## [Exercise task]
Repeat the data word for word, beginning with its first line and continuing through the line that contains "221 95 236 108".

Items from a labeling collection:
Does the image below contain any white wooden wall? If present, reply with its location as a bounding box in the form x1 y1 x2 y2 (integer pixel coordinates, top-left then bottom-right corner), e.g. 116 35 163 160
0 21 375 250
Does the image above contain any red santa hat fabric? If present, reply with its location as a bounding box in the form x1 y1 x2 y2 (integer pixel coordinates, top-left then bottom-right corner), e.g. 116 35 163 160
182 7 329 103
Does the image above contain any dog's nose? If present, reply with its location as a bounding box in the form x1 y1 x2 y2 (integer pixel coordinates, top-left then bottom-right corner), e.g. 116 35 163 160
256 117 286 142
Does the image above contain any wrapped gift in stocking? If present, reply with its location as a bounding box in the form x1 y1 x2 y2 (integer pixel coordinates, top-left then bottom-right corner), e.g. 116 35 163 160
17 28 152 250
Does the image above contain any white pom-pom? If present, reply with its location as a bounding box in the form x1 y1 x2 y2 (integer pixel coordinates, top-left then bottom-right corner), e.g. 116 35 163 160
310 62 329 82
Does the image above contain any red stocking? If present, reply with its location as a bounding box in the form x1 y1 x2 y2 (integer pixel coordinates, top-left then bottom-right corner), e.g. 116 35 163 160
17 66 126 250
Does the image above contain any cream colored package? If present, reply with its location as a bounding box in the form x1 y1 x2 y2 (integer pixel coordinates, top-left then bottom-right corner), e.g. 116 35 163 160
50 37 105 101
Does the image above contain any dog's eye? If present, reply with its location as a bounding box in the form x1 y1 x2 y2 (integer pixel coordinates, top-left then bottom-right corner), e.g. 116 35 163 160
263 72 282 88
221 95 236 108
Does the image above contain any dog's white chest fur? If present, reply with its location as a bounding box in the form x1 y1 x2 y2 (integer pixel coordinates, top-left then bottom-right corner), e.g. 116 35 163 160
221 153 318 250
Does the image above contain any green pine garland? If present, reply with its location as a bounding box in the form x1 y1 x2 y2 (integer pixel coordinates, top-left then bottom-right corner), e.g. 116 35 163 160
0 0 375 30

## [Written solution]
Does the image below contain any white wooden wall? If present, reply with its location as a bounding box in the form x1 y1 x2 y2 (integer pixel coordinates, top-left then bottom-right corner), e.g. 116 35 163 160
0 21 375 250
Does the image above contain any red santa hat fabric? If present, reply with its location as a bounding box in the form x1 y1 x2 y2 (integer pixel coordinates, top-left then bottom-right corner), e.g. 116 35 163 160
182 7 329 103
Does the image above contain any dog's nose? If present, reply with its location as a bounding box in the form x1 y1 x2 y2 (integer pixel coordinates, top-left then bottom-right corner), e.g. 116 35 163 160
256 117 286 142
Does the image above contain any wrapped gift in stocking? If present, reply with its location as a bounding box in the form x1 y1 x2 y2 (integer pixel coordinates, top-left then bottom-right corner), e.g. 116 35 163 160
17 28 152 250
Does the image above contain any white pom-pom? If present, reply with its location as a bounding box in the form x1 y1 x2 y2 (integer pixel coordinates, top-left then bottom-right corner), e.g. 116 35 163 160
310 62 329 82
Does the image above contain any red stocking? If present, reply with its location as a bounding box in the form x1 y1 x2 y2 (integer pixel coordinates, top-left then bottom-right corner), e.g. 116 35 163 160
17 66 126 250
Does the image above contain any cream colored package? If present, reply with its location as a bounding box in the form x1 y1 x2 y2 (integer pixel coordinates, top-left then bottom-right corner), e.g. 116 35 163 160
50 37 105 101
Does the image above contain any dog's eye? If present, reply with its location as a bounding box in the form x1 y1 x2 y2 (integer pixel coordinates, top-left then bottom-right corner), e.g. 116 35 163 160
263 72 282 88
221 95 236 108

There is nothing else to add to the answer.